(Beginning of SOURCE INFORMATION)

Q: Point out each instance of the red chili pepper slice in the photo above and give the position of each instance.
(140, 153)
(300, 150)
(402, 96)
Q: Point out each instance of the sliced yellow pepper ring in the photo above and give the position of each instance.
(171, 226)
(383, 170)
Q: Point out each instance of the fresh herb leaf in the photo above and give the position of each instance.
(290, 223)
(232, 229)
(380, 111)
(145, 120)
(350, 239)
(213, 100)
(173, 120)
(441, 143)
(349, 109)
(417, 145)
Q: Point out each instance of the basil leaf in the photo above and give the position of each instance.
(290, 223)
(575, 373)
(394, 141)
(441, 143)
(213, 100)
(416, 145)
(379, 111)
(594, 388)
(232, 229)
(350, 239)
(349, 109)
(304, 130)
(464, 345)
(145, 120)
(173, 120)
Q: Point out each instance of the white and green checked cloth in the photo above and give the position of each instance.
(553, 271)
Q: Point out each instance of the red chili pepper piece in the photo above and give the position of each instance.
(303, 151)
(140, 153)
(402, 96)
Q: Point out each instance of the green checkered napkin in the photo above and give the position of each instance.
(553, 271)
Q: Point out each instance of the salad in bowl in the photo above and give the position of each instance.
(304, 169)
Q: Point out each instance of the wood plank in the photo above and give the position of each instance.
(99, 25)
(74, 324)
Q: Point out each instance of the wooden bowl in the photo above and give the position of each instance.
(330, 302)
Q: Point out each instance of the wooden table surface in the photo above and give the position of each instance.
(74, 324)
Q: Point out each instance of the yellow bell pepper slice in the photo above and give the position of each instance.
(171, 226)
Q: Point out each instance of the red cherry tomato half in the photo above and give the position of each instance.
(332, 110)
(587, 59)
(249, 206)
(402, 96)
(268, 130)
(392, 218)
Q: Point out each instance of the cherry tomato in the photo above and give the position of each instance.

(End of SOURCE INFORMATION)

• PROBLEM STATEMENT
Exactly and only the lines from the one containing "Q: Point out each instance of the white" through the end of the material are to be reproduced, both ends included.

• YOUR SOLUTION
Q: Point out each instance of the white and green checked cloth in the photo above and give the position of each instance.
(553, 271)
Q: Point out each instance of the red chili pepper piece in the photo above and give the position of each instance.
(303, 151)
(140, 153)
(402, 96)
Q: Point out each instance of the green checkered napkin in the photo above and give the position of each instance.
(553, 271)
Q: Point out each instance of the salad in bowl in the photo above and give the position of each instance.
(304, 169)
Q: Point out each instance of the wood plank in the photo above and give the position of each instance.
(99, 25)
(74, 324)
Q: Point out each instance of the wooden bowl in the photo above and give the position of each instance.
(330, 302)
Q: Point out each instance of the wooden table surface in the photo above and give the position of each instance.
(74, 324)
Q: Point out each instance of the yellow bell pepper slice in the photo above and give the position of each instance.
(171, 226)
Q: Point out each instance of the red cherry tomato half in the photo above and give the position of each instance.
(332, 110)
(587, 59)
(249, 206)
(402, 96)
(268, 130)
(392, 218)
Q: Point out each instance of the cherry tomato in the photo above and give the position of each instance.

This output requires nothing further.